- _Exercise instructions_
Search the entries for the word "tree". Copy each line in which it is found.

- _Dataset records_
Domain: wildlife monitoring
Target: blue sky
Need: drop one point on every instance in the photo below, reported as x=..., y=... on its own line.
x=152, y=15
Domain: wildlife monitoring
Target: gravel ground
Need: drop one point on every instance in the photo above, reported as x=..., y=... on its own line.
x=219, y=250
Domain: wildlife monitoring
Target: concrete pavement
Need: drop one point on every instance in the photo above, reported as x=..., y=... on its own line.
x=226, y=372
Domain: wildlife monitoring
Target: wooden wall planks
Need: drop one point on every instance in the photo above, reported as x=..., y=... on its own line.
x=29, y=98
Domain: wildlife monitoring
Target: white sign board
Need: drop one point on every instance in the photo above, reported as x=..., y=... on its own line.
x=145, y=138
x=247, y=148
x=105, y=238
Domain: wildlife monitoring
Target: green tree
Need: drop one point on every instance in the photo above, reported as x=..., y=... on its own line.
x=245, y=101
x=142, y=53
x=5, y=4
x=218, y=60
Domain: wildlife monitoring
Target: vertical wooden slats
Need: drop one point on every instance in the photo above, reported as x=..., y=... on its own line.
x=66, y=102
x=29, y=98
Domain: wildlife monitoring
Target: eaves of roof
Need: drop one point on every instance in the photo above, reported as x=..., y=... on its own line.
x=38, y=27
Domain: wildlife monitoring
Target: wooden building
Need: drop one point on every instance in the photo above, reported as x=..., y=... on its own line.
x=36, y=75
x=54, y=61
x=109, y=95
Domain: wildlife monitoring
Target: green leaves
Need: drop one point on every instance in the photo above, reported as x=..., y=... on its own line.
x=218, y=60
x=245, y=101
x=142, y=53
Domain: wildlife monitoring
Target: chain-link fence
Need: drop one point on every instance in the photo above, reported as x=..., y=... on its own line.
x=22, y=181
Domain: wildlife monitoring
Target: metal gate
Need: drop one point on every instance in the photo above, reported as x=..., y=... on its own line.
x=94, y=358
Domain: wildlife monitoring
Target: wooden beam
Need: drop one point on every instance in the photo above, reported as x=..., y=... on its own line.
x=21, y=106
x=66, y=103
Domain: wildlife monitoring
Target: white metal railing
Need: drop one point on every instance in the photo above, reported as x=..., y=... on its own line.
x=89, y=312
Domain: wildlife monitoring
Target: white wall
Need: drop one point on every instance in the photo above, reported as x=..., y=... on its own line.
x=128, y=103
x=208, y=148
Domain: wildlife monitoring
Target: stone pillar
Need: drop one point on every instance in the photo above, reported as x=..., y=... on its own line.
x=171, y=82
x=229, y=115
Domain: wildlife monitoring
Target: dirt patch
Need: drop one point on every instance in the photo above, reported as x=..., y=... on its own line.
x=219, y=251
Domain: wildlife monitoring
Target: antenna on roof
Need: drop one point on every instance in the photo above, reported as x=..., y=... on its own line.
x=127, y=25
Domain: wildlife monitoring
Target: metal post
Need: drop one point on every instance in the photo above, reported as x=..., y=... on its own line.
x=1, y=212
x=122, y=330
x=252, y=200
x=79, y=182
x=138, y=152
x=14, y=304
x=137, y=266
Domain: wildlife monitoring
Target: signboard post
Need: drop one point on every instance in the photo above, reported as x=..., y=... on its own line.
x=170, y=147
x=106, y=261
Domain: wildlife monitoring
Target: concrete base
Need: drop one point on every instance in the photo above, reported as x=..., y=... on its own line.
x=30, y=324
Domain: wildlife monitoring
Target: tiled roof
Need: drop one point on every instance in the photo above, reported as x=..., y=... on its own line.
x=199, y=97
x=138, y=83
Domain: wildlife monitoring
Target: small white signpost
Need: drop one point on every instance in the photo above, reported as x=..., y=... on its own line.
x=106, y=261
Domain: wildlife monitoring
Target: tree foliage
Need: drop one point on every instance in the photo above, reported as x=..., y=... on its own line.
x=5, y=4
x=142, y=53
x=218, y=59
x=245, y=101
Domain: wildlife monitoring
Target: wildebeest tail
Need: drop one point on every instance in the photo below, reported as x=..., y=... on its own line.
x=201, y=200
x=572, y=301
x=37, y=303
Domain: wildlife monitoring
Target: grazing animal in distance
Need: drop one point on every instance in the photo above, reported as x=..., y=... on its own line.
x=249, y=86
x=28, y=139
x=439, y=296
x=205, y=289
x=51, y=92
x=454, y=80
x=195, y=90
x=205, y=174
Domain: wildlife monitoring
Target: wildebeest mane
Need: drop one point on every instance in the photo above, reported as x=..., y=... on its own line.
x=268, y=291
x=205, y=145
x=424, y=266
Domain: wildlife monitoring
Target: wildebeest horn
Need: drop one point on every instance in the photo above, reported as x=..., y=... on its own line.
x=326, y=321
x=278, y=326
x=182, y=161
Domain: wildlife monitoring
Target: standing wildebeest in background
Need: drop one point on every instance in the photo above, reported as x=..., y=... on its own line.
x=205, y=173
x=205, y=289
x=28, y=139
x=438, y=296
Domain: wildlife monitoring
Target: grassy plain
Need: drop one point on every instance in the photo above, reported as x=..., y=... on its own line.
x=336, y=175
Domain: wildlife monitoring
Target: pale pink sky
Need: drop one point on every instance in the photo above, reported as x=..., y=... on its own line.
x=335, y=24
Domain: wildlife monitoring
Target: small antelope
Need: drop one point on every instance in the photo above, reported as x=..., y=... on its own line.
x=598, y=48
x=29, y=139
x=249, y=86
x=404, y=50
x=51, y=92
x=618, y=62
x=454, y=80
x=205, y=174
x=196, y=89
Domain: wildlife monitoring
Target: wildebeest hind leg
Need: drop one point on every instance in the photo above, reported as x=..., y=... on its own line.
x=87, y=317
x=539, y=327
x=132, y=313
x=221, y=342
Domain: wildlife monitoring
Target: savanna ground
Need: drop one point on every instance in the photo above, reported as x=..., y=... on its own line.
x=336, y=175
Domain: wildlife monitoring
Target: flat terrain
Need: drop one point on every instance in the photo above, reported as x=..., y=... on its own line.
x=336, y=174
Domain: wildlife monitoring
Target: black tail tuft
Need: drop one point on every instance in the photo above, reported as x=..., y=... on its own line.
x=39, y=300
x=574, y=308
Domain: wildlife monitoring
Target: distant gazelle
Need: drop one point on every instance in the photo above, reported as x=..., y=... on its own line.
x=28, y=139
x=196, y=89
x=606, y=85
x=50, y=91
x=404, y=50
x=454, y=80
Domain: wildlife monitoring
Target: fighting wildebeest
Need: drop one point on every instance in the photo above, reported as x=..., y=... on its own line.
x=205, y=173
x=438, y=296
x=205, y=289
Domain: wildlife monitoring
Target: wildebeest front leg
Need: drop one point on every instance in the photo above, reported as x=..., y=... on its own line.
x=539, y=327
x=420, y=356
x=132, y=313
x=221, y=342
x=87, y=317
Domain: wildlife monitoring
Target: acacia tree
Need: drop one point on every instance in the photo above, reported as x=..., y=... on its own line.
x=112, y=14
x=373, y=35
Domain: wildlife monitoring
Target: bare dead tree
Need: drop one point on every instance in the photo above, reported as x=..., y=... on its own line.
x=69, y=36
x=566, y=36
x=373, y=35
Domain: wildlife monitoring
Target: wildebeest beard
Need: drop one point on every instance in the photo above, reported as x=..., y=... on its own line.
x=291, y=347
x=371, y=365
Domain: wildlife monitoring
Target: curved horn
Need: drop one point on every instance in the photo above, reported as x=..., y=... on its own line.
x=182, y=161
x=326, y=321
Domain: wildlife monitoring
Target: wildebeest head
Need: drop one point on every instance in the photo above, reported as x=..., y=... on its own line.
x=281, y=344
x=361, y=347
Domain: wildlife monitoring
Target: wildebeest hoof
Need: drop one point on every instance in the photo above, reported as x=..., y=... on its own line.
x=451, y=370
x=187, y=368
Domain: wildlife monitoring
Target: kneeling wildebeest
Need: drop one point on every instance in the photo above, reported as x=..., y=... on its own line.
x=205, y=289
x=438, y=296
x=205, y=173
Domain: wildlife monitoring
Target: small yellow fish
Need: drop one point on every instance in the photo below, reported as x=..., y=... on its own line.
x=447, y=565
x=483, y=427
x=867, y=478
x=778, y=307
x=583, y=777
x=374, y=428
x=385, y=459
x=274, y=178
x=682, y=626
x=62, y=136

- _Answer to this exercise_
Target: green tree
Target: tree foliage
Target: acacia tree
Target: bare dead tree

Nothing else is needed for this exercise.